About this task ->
Would you return the entries below exactly from the line containing "List every instance of the champagne" onward, ending with the final line and including it, and nothing else?

Material provided section start

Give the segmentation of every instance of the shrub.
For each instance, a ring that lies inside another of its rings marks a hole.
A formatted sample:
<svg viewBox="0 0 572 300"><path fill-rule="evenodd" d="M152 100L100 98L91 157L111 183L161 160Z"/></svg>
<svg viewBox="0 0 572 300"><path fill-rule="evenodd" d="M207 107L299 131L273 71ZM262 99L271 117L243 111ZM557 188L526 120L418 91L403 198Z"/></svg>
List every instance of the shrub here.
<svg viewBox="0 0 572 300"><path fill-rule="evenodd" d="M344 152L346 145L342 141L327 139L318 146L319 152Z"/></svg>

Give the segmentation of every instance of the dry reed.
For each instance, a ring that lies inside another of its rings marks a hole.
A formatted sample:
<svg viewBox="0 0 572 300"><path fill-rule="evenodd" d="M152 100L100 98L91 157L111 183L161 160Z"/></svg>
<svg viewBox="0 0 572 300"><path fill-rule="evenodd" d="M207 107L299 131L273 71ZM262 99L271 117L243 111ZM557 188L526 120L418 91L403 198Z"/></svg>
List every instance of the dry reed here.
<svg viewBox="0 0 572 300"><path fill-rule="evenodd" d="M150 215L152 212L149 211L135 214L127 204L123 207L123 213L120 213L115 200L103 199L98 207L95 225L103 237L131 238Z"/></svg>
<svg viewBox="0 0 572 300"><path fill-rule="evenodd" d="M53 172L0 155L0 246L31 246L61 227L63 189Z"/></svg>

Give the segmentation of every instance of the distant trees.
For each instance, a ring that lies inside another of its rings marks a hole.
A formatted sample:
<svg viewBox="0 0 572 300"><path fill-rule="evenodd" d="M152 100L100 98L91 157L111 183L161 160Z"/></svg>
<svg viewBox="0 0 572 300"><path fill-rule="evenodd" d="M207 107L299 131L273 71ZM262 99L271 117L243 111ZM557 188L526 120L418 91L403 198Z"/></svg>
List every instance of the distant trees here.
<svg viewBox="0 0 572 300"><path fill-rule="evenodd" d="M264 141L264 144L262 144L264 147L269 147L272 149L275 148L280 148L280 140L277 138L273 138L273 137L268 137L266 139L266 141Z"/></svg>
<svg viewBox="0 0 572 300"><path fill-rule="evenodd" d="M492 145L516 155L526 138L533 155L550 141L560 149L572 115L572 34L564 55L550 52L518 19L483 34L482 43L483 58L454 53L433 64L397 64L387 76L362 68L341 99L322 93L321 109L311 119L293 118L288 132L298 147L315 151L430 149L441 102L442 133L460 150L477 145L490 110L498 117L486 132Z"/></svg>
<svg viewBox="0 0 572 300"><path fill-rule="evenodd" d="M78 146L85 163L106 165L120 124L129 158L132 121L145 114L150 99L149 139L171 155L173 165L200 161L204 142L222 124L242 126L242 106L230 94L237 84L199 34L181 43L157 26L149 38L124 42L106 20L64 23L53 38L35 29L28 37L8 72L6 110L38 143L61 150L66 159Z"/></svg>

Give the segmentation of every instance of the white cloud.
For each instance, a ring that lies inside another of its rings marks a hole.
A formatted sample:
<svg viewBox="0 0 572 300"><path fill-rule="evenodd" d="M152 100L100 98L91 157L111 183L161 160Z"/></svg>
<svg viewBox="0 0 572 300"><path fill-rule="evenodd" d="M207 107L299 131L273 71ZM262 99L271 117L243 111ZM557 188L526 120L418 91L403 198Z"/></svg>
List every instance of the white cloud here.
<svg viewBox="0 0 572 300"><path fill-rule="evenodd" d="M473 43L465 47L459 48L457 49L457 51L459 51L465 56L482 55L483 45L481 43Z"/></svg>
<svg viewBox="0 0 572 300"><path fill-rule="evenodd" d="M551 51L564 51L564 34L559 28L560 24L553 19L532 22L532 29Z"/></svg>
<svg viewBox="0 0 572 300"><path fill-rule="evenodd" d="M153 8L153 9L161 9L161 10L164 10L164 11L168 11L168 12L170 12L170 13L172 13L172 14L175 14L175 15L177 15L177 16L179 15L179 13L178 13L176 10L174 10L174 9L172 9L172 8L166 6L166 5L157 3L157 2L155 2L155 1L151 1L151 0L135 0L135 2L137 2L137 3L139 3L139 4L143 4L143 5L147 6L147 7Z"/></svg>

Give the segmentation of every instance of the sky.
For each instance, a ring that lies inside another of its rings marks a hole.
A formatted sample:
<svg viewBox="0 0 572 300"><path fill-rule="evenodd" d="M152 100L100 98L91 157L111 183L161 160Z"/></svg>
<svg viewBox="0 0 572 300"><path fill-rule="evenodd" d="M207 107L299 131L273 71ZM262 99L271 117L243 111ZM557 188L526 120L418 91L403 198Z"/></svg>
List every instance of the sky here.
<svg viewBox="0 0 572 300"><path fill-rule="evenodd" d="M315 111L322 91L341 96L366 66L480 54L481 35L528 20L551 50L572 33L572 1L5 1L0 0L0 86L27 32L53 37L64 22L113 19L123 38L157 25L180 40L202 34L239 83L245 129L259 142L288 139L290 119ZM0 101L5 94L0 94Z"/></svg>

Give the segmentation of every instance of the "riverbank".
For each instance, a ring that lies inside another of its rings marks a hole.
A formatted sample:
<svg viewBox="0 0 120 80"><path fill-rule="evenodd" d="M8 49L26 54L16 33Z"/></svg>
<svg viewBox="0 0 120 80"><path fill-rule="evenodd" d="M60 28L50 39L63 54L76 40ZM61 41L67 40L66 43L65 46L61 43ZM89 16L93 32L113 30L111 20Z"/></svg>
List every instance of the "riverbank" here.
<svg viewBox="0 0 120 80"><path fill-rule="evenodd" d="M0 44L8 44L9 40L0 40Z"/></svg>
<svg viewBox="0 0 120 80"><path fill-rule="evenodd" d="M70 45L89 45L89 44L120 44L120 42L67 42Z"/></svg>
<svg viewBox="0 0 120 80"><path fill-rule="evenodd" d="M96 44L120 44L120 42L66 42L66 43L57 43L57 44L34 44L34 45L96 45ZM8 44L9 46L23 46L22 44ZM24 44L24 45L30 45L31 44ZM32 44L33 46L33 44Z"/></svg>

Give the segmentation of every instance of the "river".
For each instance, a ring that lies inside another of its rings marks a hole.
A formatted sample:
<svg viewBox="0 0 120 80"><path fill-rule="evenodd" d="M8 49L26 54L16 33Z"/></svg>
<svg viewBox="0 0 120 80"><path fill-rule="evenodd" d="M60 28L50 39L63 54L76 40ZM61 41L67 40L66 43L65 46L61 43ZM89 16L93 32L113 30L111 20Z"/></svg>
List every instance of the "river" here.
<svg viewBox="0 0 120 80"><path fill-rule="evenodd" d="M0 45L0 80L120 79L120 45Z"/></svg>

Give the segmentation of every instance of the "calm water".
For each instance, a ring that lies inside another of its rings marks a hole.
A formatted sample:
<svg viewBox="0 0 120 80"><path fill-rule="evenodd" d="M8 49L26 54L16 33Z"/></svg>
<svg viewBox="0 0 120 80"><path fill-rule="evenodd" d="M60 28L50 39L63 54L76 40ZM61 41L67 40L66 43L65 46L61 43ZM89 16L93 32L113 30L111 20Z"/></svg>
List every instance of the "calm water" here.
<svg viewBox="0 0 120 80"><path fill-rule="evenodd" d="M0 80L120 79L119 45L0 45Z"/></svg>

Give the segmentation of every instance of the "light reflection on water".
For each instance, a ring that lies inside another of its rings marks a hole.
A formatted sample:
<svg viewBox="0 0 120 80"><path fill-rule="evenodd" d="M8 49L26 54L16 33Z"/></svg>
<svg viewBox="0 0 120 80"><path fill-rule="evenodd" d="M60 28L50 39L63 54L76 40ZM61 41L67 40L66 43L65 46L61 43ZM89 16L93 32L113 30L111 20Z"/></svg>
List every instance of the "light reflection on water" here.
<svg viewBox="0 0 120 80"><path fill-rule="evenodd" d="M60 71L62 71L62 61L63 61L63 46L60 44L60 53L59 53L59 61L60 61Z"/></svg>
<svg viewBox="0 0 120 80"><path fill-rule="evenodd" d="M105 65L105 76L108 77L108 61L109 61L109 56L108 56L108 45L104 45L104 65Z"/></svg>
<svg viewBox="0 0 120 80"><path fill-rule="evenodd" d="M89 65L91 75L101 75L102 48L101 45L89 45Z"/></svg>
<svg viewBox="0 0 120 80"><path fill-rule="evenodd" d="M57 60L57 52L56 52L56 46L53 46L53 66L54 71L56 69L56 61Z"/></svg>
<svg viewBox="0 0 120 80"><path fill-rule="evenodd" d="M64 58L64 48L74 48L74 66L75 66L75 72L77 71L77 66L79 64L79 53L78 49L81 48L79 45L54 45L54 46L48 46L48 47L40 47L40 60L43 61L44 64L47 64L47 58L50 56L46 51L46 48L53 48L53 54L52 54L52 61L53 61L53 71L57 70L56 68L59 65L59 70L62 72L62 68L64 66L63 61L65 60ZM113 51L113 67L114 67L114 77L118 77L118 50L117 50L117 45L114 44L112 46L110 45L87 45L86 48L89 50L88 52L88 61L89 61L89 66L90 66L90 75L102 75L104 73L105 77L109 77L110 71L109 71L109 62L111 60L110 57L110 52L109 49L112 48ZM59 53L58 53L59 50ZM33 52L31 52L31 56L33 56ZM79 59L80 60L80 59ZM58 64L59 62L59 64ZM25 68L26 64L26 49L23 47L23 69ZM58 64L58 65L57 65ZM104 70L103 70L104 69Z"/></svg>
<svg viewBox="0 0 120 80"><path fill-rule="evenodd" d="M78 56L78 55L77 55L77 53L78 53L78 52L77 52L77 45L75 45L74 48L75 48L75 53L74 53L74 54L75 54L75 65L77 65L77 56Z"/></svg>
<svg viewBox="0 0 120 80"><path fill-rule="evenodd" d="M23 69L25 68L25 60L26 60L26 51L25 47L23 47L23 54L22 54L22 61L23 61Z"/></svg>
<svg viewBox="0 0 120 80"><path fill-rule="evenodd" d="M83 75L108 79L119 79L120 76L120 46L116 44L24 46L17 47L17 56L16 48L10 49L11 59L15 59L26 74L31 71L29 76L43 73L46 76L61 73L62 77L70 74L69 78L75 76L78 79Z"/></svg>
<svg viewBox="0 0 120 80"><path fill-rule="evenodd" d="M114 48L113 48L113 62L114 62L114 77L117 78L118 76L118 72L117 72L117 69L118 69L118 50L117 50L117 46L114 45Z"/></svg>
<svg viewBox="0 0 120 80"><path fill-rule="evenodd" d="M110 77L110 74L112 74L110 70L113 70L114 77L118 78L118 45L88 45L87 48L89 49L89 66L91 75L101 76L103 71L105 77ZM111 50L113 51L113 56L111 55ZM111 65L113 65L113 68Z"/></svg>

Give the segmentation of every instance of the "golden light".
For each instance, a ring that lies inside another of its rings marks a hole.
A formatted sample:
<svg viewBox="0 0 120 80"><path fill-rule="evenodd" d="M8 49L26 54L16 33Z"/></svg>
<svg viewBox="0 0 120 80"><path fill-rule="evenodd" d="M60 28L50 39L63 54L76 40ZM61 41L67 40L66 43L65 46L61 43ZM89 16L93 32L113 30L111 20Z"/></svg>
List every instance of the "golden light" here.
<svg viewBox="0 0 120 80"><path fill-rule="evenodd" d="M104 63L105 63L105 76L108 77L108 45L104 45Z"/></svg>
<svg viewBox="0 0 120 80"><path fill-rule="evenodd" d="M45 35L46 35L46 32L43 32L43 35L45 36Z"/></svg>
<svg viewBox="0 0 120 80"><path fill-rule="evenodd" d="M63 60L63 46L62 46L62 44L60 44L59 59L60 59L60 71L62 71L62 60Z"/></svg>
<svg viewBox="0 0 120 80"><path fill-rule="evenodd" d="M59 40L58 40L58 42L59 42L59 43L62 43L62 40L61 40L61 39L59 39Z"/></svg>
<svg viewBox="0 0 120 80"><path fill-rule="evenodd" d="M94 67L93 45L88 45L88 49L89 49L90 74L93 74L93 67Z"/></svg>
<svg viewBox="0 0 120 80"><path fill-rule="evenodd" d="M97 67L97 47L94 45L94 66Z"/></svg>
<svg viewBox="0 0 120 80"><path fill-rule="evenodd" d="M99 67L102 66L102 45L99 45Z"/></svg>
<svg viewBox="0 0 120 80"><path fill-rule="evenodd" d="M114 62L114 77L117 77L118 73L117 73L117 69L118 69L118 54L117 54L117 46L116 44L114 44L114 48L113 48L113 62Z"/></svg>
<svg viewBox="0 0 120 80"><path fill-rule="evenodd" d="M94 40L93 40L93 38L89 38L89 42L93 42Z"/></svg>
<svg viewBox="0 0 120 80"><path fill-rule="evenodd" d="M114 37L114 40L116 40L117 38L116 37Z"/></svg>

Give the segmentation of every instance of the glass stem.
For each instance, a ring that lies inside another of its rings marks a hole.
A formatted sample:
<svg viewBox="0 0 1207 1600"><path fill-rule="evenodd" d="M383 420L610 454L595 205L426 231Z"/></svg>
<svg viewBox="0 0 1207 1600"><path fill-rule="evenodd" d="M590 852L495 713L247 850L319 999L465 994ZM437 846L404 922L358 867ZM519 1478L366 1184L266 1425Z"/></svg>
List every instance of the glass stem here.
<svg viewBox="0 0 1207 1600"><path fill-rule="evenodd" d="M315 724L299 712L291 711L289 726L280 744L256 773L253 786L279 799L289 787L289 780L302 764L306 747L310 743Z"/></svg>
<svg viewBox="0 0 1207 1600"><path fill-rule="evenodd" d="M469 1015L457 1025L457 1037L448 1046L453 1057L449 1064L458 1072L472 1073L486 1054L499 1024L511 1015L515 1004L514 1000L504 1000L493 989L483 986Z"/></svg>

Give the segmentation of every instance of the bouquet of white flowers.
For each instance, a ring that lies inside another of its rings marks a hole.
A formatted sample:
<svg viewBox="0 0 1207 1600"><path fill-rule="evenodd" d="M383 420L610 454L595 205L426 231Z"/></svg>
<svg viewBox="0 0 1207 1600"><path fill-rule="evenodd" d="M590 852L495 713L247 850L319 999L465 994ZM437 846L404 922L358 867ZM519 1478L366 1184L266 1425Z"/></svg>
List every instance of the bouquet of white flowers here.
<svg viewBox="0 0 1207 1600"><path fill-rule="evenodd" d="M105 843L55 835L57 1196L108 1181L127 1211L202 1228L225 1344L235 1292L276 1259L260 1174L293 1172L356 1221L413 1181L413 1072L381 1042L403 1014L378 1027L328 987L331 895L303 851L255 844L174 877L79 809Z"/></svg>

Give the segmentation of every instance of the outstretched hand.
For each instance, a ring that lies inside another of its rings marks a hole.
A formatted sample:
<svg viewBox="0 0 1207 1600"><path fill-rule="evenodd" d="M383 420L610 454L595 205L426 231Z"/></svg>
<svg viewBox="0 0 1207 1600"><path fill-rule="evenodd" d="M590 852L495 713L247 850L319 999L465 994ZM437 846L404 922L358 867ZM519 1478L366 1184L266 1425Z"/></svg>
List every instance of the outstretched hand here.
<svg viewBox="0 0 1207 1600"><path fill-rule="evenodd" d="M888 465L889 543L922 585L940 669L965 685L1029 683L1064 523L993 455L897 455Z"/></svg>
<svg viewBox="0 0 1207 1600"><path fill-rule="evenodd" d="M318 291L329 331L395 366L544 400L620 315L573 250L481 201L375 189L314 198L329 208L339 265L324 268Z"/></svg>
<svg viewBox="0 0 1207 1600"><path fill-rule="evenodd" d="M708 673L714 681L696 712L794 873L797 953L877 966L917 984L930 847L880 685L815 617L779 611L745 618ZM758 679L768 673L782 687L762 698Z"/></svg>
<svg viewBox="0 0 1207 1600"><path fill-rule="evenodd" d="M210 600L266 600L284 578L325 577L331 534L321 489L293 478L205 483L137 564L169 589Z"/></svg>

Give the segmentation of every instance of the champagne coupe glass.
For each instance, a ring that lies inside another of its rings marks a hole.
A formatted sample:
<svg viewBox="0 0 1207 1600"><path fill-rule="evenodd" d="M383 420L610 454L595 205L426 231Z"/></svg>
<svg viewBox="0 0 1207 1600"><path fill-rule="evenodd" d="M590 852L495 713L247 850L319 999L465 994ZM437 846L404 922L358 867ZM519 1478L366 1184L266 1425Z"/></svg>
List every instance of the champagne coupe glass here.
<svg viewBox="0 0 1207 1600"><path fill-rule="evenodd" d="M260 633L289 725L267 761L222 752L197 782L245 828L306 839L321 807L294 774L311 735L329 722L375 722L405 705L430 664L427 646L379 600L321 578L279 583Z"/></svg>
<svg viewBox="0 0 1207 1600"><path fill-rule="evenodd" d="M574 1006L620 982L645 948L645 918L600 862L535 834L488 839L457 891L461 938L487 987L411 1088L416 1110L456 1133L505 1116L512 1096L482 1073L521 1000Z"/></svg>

Material provided section end

Written reply ->
List every instance of the champagne coupe glass here.
<svg viewBox="0 0 1207 1600"><path fill-rule="evenodd" d="M260 633L289 725L267 761L222 752L197 782L245 828L306 839L321 807L294 774L311 735L329 722L375 722L405 705L430 664L427 646L379 600L321 578L279 583Z"/></svg>
<svg viewBox="0 0 1207 1600"><path fill-rule="evenodd" d="M574 1006L620 982L645 948L645 918L600 862L535 834L488 839L457 891L461 938L487 987L411 1088L416 1110L456 1133L505 1116L512 1096L482 1073L521 1000Z"/></svg>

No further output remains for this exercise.